[Start]
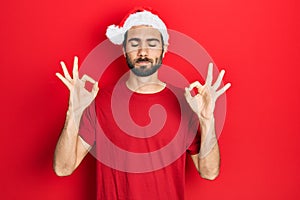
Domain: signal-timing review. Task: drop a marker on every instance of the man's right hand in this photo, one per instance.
(80, 97)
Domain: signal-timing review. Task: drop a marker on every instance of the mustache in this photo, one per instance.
(143, 60)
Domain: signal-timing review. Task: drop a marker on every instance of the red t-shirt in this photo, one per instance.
(140, 141)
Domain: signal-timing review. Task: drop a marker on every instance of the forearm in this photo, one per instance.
(65, 153)
(209, 155)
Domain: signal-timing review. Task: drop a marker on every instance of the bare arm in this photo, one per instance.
(70, 148)
(207, 161)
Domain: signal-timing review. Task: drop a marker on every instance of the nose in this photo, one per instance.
(143, 51)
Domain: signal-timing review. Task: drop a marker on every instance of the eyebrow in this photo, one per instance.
(148, 40)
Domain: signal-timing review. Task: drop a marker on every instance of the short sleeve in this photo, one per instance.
(87, 127)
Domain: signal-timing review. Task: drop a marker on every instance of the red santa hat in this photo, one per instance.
(138, 16)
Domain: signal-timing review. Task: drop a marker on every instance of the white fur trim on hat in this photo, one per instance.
(116, 34)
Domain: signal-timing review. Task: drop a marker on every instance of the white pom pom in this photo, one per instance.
(115, 34)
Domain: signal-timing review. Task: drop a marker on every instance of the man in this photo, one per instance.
(159, 175)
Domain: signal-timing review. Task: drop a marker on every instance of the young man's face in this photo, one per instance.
(143, 50)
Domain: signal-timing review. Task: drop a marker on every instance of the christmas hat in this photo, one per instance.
(138, 16)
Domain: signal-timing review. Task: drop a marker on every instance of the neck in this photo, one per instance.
(145, 85)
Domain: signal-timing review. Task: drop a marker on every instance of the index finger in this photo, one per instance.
(75, 68)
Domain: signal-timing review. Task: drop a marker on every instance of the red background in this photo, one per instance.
(256, 41)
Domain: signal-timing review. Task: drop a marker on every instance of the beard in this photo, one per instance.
(143, 70)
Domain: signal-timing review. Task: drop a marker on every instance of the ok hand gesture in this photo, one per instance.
(80, 97)
(203, 103)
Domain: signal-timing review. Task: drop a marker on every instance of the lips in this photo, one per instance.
(143, 61)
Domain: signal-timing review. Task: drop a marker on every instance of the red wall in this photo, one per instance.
(256, 41)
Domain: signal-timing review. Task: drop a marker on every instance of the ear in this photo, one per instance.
(124, 52)
(165, 49)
[End]
Write the entries above out again exactly, but not the pictures.

• [EXPECTED ANSWER]
Domain: signal-timing review. Task: drop a marker on every instance of the man's right hand in this photo, one per instance.
(80, 97)
Domain: signal-timing review. Task: drop a marker on every instance of the mustache in this photo, one per instance.
(143, 60)
Domain: signal-timing review. Task: drop a marker on every instance of the red t-shirt in this photo, one per instance.
(140, 141)
Domain: signal-timing review. Task: drop a marker on every instance of the forearm in this photo, one per instance.
(65, 153)
(209, 155)
Domain: signal-timing review. Task: drop a marker on every instance of the bare arm in this photo, one per instance.
(70, 148)
(207, 161)
Domain: signal-timing review. Task: drop a marker on every instance of the nose in this photo, one per instance.
(143, 51)
Domain: signal-timing review. Task: drop a marker on every instance of the eyebrow in this photo, one per instance.
(148, 40)
Domain: signal-timing review. Task: drop a marker on every instance of the short sleeve in this photo, one per instance.
(87, 127)
Domain: signal-timing review. Task: drop a marker on every instance of the red santa hat in this photo, one per instance.
(138, 16)
Domain: signal-timing review. Task: drop a marker on every instance of the white fur trim on hat in this photo, one per instance.
(116, 34)
Domain: signal-timing review. Task: drop a marker on every instance of the white pom pom in this photo, one per instance.
(115, 34)
Domain: signal-timing review. Task: drop a marker on every instance of the man in this photo, one per instance.
(159, 175)
Domain: signal-timing review. Task: drop a marker on every instance of the young man's face in this photo, one per instance.
(143, 50)
Domain: signal-timing review. Task: drop a marker on every instance of the christmas hat in this photo, one per instance.
(138, 16)
Domain: signal-timing review. Task: drop a marker on every instance of the neck in this photo, one per instance.
(145, 85)
Domain: signal-timing review. Task: drop a marker on every instance of the index finger in this photo, one per instance.
(75, 68)
Domain: signal-timing review. Task: drop a marker on every instance of the red background in this photo, one per instance.
(256, 41)
Domain: signal-timing review. Task: drop a marker on every instance of the beard in this photo, one per instance.
(143, 70)
Domain: signal-timing review. Task: drop a marker on every instance of the ok hand gesture in this photo, one per instance.
(80, 97)
(203, 103)
Domain: signal-timing review. Task: drop a marker on every instance of the lips in this photo, one per instance.
(143, 61)
Domain: signal-timing review. Task: drop a marker on every instance of the red wall in this photo, one per instance.
(256, 41)
Domain: signal-timing review. Task: drop a marker on every instance of the ear in this photo, one per instance.
(124, 52)
(165, 49)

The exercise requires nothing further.